>> START Stored data
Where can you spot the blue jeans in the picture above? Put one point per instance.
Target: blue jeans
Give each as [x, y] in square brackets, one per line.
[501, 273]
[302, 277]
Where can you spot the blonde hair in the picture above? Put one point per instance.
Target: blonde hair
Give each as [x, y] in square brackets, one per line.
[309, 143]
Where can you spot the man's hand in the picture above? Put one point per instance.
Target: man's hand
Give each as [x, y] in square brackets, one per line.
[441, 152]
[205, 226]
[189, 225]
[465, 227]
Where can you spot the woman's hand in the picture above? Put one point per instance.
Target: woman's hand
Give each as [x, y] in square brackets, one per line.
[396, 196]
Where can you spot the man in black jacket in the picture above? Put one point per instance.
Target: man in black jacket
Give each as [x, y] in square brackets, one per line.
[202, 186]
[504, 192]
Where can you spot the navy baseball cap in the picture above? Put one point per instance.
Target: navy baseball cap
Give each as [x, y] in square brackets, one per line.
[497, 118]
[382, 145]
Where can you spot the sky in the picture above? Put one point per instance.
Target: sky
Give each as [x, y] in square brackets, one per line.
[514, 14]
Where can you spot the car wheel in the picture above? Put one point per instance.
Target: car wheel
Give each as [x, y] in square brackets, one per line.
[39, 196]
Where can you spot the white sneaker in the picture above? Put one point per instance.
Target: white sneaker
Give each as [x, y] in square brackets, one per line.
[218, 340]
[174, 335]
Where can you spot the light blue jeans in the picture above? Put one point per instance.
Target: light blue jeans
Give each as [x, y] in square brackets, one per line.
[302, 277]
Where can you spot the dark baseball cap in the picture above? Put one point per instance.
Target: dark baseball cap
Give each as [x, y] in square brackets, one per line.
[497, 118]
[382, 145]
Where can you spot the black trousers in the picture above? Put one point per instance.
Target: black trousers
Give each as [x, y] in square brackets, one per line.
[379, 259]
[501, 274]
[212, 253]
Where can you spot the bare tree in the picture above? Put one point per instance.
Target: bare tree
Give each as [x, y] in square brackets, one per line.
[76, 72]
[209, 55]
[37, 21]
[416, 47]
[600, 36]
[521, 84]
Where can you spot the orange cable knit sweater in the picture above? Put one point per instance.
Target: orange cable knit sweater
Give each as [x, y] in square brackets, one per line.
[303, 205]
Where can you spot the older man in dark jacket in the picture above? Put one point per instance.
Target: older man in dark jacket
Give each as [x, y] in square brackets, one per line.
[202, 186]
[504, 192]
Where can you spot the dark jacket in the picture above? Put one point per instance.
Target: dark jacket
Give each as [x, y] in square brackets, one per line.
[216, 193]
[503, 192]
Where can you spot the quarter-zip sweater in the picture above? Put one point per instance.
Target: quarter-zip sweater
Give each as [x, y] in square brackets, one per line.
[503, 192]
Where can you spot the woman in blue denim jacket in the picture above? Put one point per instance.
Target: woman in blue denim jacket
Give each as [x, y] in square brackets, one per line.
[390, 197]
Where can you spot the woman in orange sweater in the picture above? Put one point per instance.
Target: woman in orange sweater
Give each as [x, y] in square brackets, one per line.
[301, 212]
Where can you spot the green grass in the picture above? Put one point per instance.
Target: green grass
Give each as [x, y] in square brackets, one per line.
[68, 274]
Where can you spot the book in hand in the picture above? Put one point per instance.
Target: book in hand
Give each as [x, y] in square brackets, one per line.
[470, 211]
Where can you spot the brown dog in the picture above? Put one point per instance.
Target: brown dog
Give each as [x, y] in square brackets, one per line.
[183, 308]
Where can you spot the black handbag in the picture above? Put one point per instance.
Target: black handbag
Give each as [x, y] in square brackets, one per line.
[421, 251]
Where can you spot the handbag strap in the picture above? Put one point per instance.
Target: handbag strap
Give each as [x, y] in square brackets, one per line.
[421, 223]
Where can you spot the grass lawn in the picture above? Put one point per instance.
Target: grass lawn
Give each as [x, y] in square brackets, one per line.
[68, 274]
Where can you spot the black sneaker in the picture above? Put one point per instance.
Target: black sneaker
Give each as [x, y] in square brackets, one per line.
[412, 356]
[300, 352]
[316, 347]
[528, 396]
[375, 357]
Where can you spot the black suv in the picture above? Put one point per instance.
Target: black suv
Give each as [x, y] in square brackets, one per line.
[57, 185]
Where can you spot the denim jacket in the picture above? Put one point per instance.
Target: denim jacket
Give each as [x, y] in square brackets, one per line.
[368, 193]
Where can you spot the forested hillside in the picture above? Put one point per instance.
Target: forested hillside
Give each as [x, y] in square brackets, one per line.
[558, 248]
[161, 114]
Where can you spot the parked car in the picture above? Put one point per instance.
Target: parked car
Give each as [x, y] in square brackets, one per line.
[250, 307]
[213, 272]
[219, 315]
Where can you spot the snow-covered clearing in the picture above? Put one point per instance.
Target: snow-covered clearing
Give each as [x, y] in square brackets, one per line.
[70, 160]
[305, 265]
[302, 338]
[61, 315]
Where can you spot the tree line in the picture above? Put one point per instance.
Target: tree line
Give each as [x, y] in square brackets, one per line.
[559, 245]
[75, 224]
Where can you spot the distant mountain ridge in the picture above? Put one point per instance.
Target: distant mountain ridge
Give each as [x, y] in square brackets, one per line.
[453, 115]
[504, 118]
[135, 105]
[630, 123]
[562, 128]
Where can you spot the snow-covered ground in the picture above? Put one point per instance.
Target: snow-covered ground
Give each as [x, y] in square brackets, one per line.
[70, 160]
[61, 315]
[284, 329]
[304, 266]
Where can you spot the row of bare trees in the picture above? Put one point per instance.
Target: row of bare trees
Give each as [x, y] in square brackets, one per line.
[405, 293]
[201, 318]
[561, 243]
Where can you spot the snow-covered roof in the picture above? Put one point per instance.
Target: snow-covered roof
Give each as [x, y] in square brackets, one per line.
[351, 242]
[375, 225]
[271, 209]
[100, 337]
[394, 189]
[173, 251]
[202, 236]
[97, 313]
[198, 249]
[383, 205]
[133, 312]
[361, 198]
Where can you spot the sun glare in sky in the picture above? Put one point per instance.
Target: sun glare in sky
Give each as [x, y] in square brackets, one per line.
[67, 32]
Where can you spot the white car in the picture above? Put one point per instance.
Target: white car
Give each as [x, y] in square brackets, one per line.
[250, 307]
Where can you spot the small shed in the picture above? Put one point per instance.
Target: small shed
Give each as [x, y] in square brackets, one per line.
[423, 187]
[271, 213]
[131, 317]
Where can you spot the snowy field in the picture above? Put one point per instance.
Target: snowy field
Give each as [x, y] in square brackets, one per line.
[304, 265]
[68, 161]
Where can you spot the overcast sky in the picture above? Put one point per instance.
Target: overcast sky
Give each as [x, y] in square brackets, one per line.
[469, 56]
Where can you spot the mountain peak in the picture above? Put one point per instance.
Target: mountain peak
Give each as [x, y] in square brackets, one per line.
>> END Stored data
▶ **Your instructions**
Copy out the records word for word, from the line that contains "Where can you spot the overcast" up to and including the final line of the records.

▶ **Final result**
Where can you spot the overcast sky in the picture above? Put one point per instance.
Target: overcast sky
Give each as [x, y] in square brackets, one per line.
[469, 56]
Where can you spot the mountain peak in the picture above? Put one point per instance.
Target: mountain peak
Give each as [x, y] in square brackets, one per line.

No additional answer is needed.